— START OF Items —
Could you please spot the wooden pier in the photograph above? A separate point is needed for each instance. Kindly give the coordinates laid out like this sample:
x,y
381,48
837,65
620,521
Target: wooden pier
— END OF Items —
— START OF Items —
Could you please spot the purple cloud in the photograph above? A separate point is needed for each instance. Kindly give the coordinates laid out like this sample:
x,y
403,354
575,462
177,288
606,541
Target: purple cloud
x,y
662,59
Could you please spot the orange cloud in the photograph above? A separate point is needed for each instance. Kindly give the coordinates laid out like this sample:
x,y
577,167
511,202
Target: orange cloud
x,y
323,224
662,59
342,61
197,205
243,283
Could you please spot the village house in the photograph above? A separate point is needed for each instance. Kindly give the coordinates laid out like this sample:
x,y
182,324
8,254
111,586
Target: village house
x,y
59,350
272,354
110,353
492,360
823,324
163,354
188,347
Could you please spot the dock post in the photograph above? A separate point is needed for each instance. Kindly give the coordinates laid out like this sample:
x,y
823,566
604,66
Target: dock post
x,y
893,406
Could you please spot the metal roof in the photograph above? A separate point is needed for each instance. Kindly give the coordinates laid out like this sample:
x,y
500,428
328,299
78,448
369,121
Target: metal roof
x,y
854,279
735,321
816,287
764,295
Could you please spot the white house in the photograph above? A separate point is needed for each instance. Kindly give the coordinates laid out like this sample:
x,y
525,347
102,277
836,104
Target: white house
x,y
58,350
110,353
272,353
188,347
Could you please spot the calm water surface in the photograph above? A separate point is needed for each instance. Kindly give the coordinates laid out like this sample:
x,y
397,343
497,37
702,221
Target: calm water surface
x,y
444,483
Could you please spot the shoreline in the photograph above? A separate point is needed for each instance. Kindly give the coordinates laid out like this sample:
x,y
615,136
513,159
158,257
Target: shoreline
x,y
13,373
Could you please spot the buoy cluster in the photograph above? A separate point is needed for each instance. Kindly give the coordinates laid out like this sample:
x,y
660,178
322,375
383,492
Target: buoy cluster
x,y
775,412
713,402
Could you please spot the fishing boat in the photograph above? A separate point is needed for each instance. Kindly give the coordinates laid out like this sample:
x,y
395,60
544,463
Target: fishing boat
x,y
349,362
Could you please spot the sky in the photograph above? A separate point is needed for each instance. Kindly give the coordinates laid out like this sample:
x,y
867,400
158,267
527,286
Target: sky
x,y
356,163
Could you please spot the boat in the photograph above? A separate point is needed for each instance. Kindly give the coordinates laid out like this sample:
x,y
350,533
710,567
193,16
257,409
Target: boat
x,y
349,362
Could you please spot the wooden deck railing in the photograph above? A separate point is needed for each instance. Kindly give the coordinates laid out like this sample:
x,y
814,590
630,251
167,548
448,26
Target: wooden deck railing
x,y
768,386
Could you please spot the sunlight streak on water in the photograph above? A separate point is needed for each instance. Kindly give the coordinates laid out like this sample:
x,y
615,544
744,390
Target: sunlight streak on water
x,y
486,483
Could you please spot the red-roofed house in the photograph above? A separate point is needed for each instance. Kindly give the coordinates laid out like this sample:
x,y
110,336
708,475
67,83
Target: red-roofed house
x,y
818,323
— END OF Items —
▶ [Task to complete]
Copy out the lines of data above, starting with the line containing "Could you please spot the wooden pier" and continuing through the line containing "Target: wooden pier", both included.

▶ [The output]
Could you please spot the wooden pier in the photograph above? A separate point is needed for each instance. Kindly give the coordinates laid out like this sample:
x,y
381,48
837,65
620,521
Target: wooden pier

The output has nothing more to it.